EXCERPTED TEXT:
● ● ● ● ●
My family have gone camping with some friends. I have made my feelings about camping fairly clear, so I’ve stayed home to feed the cats.
A family we are good friends with have also gone, and so – dizzy from the prospect of getting the house to myself for a few days – I agreed to look after their son’s bearded-dragon.
I’m a little surprised they asked me, to be honest … as I killed their last one.
Well, OK, technically it wasn’t my fault (the family fortunately declined an autopsy). She was old. She and I spent a weekend together; we laughed, we cried, we watched some TV and had deep philosophical discussions where we put the world to rights. The following morning she had croaked – or whatever it is they do. I think the correct way of describing a loved pet’s passing varies according to the animal – rather like collective nouns.
Its just typical of my luck that the lizard should spend so many happy days with her real owner, and then choose to die during the only two days that she was my responsibility. It’s rather hard not to take that sort of thing personally.
Ever since then, I have become rather paranoid about looking after other people’s pets. Which I admit is rather silly: after all, if one of my own pets died then I would be upset, but I wouldn’t go looking for someone to blame … well, unless I were to find Tiddles’ flattened corpse underneath my next-door neighbours’ Transit van. But a natural death, no.
If I’m so Laissez-faire with my own pets, why am I so paranoid about the welfare of someone else’s?
● ● ● ● ●
STUDY MATERIAL:
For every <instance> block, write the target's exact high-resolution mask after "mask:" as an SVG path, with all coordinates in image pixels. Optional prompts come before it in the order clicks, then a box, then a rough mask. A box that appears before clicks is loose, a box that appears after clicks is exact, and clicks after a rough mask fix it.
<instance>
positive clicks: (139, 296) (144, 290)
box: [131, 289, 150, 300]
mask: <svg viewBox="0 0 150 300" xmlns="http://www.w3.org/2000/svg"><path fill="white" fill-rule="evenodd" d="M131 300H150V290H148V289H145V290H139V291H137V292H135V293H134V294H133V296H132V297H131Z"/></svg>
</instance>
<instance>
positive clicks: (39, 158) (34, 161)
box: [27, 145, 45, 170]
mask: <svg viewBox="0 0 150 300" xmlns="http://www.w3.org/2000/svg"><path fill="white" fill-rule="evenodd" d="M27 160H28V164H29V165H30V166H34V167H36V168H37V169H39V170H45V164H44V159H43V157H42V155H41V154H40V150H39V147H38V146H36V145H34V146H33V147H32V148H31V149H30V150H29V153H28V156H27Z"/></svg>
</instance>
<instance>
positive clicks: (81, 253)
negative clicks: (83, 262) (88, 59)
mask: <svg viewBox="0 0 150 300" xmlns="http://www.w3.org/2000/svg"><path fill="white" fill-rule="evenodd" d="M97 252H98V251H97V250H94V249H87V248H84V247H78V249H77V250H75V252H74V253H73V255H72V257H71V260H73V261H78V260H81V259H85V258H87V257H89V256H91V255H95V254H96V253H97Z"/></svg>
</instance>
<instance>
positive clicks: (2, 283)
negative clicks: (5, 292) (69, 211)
● ● ● ● ●
DIRECTIVE: Continue the piece above about looking after friends' pets, starting after its final question.

RESPONSE TO THE EXERCISE:
Being a mug, I never say ‘no’ when they ask. Nope, I hear myself claim that it will be “a pleasure” and I’ll be “only too happy to have him/her/it/them” for the weekend. And then I spend every waking moment of that weekend worrying; asking Google about how to perform mouth-to-mouth resuscitation on a Bavarian Tree Porcupine or how to check that a Tarantula isn’t suffering from dysentery.
So for the week I’m home alone: the lizard and I are regarding each other carefully through the glass, trying to decide which of us is the uglier.
Truth be told, I quite like him. I find it difficult to dislike any creature that appreciates the value of silence – one that knows not to taint such a precious gift with anything as barbaric as “small-talk”. Not a squeak, woof or hiss comes from this guy; he has clearly never called anyone a Pretty Boy in his life. He looks at me, and he calculates. He gives the definite impression that he knows how to play Chess.
I have already named him “The Sarcastic Loofah” because of his gaze, and his general dimensions and texture. I like the sound of the name, and am considering buying a pub just so I can name it that too. I’ll need to get an artist to paint me a pub sign of a lizard that looks a bit like Will Self, holding a pint.
It turns out that for the most part, bearded-dragons are quite a low-maintenance pet. However … feeding time is a bit of an event.
Supplied with the lizard for his holiday at Casa del Oddbloke are a stack of containers. These containers contain locusts (about ten in each), who seem … active. Not being able to read locust expressions all that well, I can’t tell whether they’re agitated, scared or just doing aerobics. For all I know they’re just happy about being trapped in a plastic box. Who knows how their little minds work?
Deep, philosophical musings are inevitable when you find yourself in posession of a Tupperware container filled with live locusts. Are they aware of their impending doom? Or do they consider the lizard some sort of god? Personally, I’m not sure how I feel about the responsibility forced upon me – part megalomaniac, part riddled with guilt. I have toyed briefly with the idea of creating a miniature lizard-sized book called “To Serve Locustkind” and hiding it in the tank for the locusts to find. It would only really work, though, if any of them were fans of The Twilight Zone. And could read.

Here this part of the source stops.